# PROBLEM TO WORK ON
Please retype all the records below exactly as they read.

# INPUT RECORDS
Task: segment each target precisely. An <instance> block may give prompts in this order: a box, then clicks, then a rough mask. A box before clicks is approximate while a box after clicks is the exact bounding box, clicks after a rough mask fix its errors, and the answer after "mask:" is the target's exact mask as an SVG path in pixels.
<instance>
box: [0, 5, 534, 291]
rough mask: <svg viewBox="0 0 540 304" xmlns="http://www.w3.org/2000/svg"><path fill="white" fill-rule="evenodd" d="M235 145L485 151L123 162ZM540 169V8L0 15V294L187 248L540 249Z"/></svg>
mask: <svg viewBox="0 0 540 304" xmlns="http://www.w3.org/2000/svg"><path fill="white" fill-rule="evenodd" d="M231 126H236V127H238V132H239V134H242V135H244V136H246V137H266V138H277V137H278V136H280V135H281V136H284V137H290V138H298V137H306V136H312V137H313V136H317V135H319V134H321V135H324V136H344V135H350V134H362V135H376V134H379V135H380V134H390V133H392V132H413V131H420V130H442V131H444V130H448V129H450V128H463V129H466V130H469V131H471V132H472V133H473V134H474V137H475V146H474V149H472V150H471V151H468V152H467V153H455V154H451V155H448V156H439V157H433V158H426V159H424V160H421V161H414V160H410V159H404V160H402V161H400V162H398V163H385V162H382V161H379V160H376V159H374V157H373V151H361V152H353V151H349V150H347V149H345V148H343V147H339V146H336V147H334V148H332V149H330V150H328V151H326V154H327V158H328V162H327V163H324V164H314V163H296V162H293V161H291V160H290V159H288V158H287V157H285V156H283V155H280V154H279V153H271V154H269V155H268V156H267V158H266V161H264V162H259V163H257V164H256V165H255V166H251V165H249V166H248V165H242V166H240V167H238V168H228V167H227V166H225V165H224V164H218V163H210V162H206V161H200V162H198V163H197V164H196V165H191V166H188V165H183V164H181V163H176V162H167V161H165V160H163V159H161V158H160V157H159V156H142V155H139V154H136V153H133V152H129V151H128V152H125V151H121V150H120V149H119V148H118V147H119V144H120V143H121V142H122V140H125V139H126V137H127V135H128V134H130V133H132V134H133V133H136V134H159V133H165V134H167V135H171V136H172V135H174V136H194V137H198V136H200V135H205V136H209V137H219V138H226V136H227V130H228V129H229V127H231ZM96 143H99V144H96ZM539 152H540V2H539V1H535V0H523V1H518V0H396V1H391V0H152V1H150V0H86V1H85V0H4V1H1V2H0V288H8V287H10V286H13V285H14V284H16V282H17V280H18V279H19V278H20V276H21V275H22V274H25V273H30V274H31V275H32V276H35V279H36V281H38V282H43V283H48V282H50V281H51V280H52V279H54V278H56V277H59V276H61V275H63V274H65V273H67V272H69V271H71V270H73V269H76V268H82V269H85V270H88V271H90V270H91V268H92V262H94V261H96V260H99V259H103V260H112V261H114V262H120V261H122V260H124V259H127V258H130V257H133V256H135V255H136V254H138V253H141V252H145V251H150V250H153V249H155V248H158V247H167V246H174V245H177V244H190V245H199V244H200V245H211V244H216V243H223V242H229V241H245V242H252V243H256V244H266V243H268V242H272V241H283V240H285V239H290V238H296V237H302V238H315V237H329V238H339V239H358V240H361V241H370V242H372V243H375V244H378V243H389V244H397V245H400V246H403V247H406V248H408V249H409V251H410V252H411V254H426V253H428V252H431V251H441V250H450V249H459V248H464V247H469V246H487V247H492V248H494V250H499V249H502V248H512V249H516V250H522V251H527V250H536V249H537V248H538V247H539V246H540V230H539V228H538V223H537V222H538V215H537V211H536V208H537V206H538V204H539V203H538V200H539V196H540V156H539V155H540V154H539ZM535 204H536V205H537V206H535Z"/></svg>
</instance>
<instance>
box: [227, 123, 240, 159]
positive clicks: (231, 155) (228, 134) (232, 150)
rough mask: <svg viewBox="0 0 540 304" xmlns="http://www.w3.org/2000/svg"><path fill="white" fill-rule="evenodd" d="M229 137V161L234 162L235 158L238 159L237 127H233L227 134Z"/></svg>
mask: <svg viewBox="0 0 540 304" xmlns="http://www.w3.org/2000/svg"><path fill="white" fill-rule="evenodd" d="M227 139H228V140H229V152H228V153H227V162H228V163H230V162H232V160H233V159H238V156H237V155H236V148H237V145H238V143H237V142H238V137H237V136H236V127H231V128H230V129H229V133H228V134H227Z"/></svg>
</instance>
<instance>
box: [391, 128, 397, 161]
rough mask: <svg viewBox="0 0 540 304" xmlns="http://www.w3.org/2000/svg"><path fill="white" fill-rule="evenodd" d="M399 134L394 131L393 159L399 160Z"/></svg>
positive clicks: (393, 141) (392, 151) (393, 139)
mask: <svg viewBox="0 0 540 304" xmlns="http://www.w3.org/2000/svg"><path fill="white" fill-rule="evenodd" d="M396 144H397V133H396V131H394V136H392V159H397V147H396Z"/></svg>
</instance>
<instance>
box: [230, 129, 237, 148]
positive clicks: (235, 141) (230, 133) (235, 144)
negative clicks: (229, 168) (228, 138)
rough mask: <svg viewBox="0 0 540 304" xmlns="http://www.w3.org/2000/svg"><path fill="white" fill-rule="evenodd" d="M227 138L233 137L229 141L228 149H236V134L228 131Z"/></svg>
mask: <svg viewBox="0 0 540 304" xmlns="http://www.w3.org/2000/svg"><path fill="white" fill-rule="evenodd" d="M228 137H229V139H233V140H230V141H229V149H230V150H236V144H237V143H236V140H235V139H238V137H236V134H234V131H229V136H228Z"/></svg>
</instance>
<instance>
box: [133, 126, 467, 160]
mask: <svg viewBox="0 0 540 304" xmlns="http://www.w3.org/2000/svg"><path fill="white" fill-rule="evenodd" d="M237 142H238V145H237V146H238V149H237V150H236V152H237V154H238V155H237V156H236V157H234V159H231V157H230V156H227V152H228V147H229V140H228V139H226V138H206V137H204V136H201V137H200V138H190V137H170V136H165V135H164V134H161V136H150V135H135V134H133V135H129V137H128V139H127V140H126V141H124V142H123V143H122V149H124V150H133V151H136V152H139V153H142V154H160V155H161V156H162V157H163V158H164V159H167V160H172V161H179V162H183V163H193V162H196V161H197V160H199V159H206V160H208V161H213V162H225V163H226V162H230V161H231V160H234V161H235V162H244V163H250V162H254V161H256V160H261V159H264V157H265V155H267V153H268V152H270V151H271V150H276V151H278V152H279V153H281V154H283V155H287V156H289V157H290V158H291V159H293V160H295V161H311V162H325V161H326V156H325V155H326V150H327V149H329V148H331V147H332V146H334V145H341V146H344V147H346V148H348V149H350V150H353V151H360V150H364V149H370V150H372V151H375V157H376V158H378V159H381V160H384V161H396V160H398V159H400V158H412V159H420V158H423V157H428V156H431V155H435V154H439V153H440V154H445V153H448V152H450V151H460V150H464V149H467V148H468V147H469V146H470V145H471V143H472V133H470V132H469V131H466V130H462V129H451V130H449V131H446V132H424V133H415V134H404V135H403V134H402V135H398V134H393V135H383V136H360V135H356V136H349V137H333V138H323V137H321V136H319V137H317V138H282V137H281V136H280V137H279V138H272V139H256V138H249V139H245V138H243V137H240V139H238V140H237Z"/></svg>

# ANSWER SECTION
Task: segment each target precisely. An <instance> block may give prompts in this order: a box, then clicks, then a rough mask. A box before clicks is approximate while a box after clicks is the exact bounding box, clicks after a rough mask fix its errors, and the answer after "mask:" is the target's exact mask as an SVG path in pixels.
<instance>
box: [0, 5, 534, 291]
rough mask: <svg viewBox="0 0 540 304" xmlns="http://www.w3.org/2000/svg"><path fill="white" fill-rule="evenodd" d="M235 145L485 151L123 162ZM540 169V8L0 15V294L187 248L540 249Z"/></svg>
mask: <svg viewBox="0 0 540 304" xmlns="http://www.w3.org/2000/svg"><path fill="white" fill-rule="evenodd" d="M231 126H236V127H238V132H239V134H242V135H244V136H246V137H266V138H277V137H278V136H280V135H281V136H284V137H290V138H298V137H306V136H312V137H313V136H317V135H319V134H321V135H324V136H344V135H350V134H362V135H376V134H379V135H380V134H390V133H392V132H413V131H420V130H442V131H444V130H448V129H450V128H463V129H466V130H469V131H471V132H472V133H473V134H474V137H475V146H474V149H472V150H471V151H468V152H467V153H455V154H451V155H448V156H439V157H433V158H426V159H424V160H421V161H414V160H410V159H404V160H402V161H400V162H398V163H385V162H382V161H379V160H376V159H374V157H373V151H361V152H353V151H349V150H347V149H345V148H343V147H339V146H336V147H334V148H332V149H330V150H328V151H326V154H327V158H328V162H327V163H324V164H314V163H296V162H293V161H291V160H290V159H288V158H287V157H285V156H283V155H280V154H279V153H271V154H269V155H268V156H267V158H266V161H264V162H259V163H257V164H256V165H255V166H251V165H249V166H248V165H242V166H240V167H238V168H228V167H227V166H225V165H224V164H218V163H210V162H206V161H200V162H198V163H197V164H196V165H191V166H188V165H183V164H181V163H176V162H167V161H165V160H163V159H161V158H160V157H159V156H142V155H139V154H136V153H133V152H129V151H128V152H125V151H121V150H120V149H119V148H118V147H119V144H120V143H121V142H122V140H125V139H126V137H127V135H128V134H130V133H132V134H133V133H136V134H159V133H165V134H167V135H171V136H172V135H174V136H194V137H198V136H200V135H205V136H209V137H219V138H226V136H227V130H228V129H229V127H231ZM96 143H99V144H96ZM539 152H540V2H539V1H535V0H523V1H518V0H396V1H391V0H152V1H150V0H86V1H85V0H4V1H1V2H0V288H8V287H10V286H13V285H14V284H16V282H17V280H18V279H19V278H20V276H21V275H22V274H25V273H30V274H31V275H32V276H35V279H36V281H38V282H43V283H48V282H50V281H51V280H52V279H54V278H56V277H59V276H61V275H63V274H65V273H67V272H69V271H71V270H73V269H76V268H82V269H85V270H88V271H90V270H91V268H92V262H94V261H96V260H99V259H103V260H112V261H114V262H120V261H122V260H124V259H127V258H130V257H133V256H135V255H136V254H138V253H141V252H145V251H150V250H153V249H155V248H158V247H167V246H174V245H177V244H190V245H199V244H200V245H211V244H216V243H223V242H229V241H245V242H252V243H256V244H266V243H268V242H272V241H283V240H285V239H290V238H296V237H302V238H315V237H329V238H339V239H358V240H361V241H370V242H372V243H375V244H378V243H389V244H397V245H400V246H403V247H406V248H408V249H409V251H410V252H411V254H426V253H428V252H431V251H441V250H450V249H459V248H464V247H469V246H487V247H492V248H494V250H499V249H502V248H512V249H516V250H522V251H527V250H536V249H537V248H538V247H539V246H540V230H539V228H538V223H537V222H538V215H537V211H536V208H537V206H538V204H539V203H538V200H539V196H540V156H539V155H540V154H539ZM535 204H536V205H537V206H535Z"/></svg>
</instance>
<instance>
box: [227, 123, 240, 159]
positive clicks: (231, 155) (228, 134) (232, 150)
rough mask: <svg viewBox="0 0 540 304" xmlns="http://www.w3.org/2000/svg"><path fill="white" fill-rule="evenodd" d="M229 137V161L234 162L235 158L238 159L237 127H233L227 134Z"/></svg>
mask: <svg viewBox="0 0 540 304" xmlns="http://www.w3.org/2000/svg"><path fill="white" fill-rule="evenodd" d="M227 139H228V140H229V152H228V153H227V162H228V163H230V162H232V160H233V159H238V156H237V155H236V148H237V145H238V143H237V142H238V137H237V136H236V127H231V128H230V129H229V133H228V134H227Z"/></svg>
</instance>
<instance>
box: [391, 128, 397, 161]
rough mask: <svg viewBox="0 0 540 304" xmlns="http://www.w3.org/2000/svg"><path fill="white" fill-rule="evenodd" d="M399 134L394 131L393 159L399 160Z"/></svg>
positive clicks: (393, 141) (392, 151) (393, 139)
mask: <svg viewBox="0 0 540 304" xmlns="http://www.w3.org/2000/svg"><path fill="white" fill-rule="evenodd" d="M396 144H397V133H396V131H394V136H392V159H397V147H396Z"/></svg>
</instance>
<instance>
box: [230, 129, 237, 148]
positive clicks: (235, 141) (230, 133) (235, 144)
negative clicks: (229, 168) (228, 138)
rough mask: <svg viewBox="0 0 540 304" xmlns="http://www.w3.org/2000/svg"><path fill="white" fill-rule="evenodd" d="M227 138L233 137L229 141L228 149H236V134L228 131Z"/></svg>
mask: <svg viewBox="0 0 540 304" xmlns="http://www.w3.org/2000/svg"><path fill="white" fill-rule="evenodd" d="M228 137H229V139H233V140H230V141H229V149H230V150H236V144H237V143H236V140H235V139H238V137H236V134H234V131H229V136H228Z"/></svg>
</instance>
<instance>
box: [133, 126, 467, 160]
mask: <svg viewBox="0 0 540 304" xmlns="http://www.w3.org/2000/svg"><path fill="white" fill-rule="evenodd" d="M237 142H238V145H237V146H238V149H237V150H236V152H237V154H238V155H237V156H236V157H234V159H231V157H230V156H227V152H228V147H229V140H228V139H226V138H206V137H204V136H201V137H200V138H190V137H170V136H165V135H164V134H161V136H150V135H135V134H133V135H129V137H128V139H127V140H126V141H124V142H123V143H122V149H124V150H133V151H136V152H139V153H142V154H160V155H161V156H162V157H163V158H164V159H167V160H172V161H179V162H183V163H193V162H196V161H197V160H199V159H206V160H208V161H213V162H225V163H226V162H230V161H231V160H234V161H235V162H244V163H250V162H254V161H256V160H261V159H264V157H265V155H267V153H268V152H270V151H271V150H276V151H278V152H279V153H281V154H283V155H287V156H289V157H290V158H291V159H293V160H295V161H311V162H325V161H326V156H325V155H326V150H327V149H329V148H331V147H332V146H334V145H341V146H344V147H346V148H348V149H350V150H353V151H360V150H364V149H370V150H372V151H375V157H376V158H378V159H381V160H384V161H396V160H398V159H400V158H412V159H420V158H423V157H428V156H431V155H435V154H439V153H440V154H445V153H448V152H450V151H460V150H464V149H467V148H468V147H469V146H470V145H471V143H472V133H470V132H469V131H466V130H462V129H451V130H449V131H446V132H424V133H415V134H404V135H403V134H402V135H398V134H393V135H383V136H360V135H356V136H349V137H333V138H323V137H321V136H319V137H317V138H282V137H281V136H280V137H279V138H272V139H256V138H249V139H245V138H243V137H240V139H238V140H237Z"/></svg>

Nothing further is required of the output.